■ **CONSIGNA DE TRABAJO A**
Responda estas preguntas sobre el texto acerca del último libro de Fogwill:
(i) ¿Quién hizo llegar el texto que se comparte?
(ii) ¿Cuál es el título del último libro de Fogwill?
(iii) ¿A quién se atribuye la enseñanza sobre escribir desde otra escena?
■ **CONSIGNA DE TRABAJO B**
Redacte lo que sigue del texto sobre el último libro de Fogwill, a partir de su última oración.

■ **SECCIÓN DEL DOCUMENTO**
_____
Un querido amigo y colega el psicoanalista Diego Timpanaro me hizo llegar este texto, que comparto. Espero lo disfruten.
Sueños quilmeños
Acabo
de leer el último libro de Fogwill, La gran ventana de los sueños.
El
último libro de Fogwill: inédito, como
dice la etiqueta del libro, siguiendo los designios del marketing de los
editores, y póstumo. Probablemente Rodolfo Enrique se esté burlando, allí donde
esté, de eso que ahora lo presenten como un gran escritor… una vez muerto.
Inédita
y póstuma, La gran ventana de los sueños, efectivamente es una obra en la que
tal vez el tiempo y la vida no estuvieron ausentes para decir que haya sido escrita
ein andere schauplatz, desde otra
escena, en otro escenario, como nos enseñara Freud.
_____
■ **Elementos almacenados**
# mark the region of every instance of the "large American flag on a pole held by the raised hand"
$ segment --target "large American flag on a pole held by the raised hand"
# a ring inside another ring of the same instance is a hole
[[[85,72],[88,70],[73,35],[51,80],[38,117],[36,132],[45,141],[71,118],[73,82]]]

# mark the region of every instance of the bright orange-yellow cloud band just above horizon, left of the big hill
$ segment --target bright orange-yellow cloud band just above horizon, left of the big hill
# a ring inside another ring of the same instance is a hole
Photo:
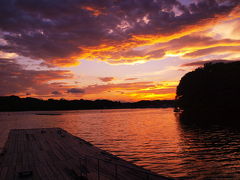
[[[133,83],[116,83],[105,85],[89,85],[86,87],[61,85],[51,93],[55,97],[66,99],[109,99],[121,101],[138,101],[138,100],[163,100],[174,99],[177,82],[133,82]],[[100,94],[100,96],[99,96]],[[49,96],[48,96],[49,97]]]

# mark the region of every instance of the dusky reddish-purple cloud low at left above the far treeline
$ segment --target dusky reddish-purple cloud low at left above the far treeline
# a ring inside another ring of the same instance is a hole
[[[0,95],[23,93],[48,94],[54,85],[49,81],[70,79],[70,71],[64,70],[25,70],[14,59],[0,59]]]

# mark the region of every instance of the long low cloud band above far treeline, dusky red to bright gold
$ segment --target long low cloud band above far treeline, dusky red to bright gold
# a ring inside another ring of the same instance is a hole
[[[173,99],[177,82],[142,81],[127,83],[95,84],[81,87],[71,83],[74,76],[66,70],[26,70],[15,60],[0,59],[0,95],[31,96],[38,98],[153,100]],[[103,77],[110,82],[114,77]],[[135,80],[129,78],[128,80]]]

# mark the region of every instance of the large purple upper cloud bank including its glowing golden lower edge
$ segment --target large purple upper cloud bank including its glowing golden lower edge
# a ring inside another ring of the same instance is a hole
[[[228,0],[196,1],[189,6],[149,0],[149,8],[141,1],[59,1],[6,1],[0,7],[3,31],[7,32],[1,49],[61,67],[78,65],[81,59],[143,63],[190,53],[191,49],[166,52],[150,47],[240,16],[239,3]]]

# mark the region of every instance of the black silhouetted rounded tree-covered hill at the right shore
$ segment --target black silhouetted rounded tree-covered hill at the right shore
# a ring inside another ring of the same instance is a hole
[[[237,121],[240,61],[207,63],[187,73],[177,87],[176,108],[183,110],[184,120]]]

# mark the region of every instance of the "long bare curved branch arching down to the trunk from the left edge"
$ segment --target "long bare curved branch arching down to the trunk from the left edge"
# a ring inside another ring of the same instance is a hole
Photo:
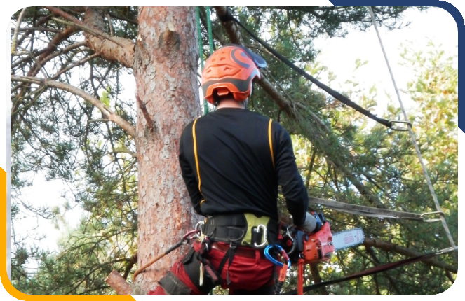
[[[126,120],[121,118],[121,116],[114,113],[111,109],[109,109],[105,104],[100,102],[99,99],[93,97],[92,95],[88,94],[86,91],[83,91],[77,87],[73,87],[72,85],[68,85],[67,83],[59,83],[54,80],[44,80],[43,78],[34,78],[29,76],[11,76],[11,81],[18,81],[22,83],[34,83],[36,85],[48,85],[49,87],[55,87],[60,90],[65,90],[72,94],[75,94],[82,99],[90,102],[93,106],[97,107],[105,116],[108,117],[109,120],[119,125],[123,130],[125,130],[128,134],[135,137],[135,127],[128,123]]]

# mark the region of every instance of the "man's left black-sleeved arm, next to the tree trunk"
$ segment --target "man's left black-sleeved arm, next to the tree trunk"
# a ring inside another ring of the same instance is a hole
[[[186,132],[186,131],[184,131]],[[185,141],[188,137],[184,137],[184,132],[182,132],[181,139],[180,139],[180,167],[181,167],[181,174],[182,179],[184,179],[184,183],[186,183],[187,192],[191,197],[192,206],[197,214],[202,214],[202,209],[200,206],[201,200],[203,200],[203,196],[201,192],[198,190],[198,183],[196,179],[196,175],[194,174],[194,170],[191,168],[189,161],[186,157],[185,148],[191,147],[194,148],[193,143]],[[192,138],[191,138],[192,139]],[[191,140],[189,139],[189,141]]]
_____
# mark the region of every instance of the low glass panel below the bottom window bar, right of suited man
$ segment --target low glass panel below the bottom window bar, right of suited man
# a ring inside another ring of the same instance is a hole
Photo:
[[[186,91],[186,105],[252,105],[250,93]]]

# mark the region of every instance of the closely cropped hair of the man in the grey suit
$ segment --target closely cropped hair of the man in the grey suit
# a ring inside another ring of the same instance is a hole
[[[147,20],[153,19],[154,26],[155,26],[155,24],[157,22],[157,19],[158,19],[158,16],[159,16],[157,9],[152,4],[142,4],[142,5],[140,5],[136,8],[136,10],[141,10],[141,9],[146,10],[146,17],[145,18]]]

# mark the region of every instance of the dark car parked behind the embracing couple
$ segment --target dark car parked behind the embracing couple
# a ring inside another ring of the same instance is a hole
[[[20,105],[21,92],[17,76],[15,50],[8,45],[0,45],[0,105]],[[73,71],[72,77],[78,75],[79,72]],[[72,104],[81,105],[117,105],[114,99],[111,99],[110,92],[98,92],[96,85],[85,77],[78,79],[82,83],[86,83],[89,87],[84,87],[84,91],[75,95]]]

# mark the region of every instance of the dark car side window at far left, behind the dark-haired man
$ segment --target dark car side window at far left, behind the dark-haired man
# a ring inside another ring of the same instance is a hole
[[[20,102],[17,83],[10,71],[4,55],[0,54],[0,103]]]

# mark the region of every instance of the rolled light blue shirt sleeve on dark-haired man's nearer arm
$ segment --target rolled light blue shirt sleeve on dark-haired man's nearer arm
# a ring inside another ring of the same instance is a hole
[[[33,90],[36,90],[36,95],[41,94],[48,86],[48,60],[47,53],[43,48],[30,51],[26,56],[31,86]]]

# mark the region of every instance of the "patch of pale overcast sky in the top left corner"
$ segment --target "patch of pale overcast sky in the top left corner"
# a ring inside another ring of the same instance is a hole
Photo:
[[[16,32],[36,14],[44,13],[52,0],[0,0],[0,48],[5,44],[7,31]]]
_____
■ **RESPUESTA DEL EJERCICIO A**
(i) El psicoanalista Diego Timpanaro.
(ii) La gran ventana de los sueños.
(iii) A Freud.

■ **RESPUESTA DEL EJERCICIO B**
Con
este señor punk me encontré a principios de los ’90, con la lectura de Una pálida historia de amor, que más
allá de ser una novela de mujeres poseídas, en ciertas poses de la llamada
femineidad, la ficción porta cierta tonalidad que hacía de eco a las vivencias
de la muchachada de los arrabales del Sur, que he conocido.
Luego,
lo retomé en la biblioteca de mi mujer, siguiendo las aventuras de José María
Perez Largo, quien practicaba el arte de la marcha, y la suerte quiso que se
detuviera a escribir sus vivencias andando por el mundo con una subjetividad criolla. La suerte también acompañó a Fogwill,
que lo pudo conocer, y que finalmente editó y tituló La buena nueva, a esa autobiografía del caminante. El escritor César Aira decía: es una novela, más que
buena, excelente. Hace pensar en una literatura distinta para Argentina.
Pero
bien, dejemos la crítica literaria para los que saben y se dedican a ello,
vuelvo a Fogwill. Y a los sueños.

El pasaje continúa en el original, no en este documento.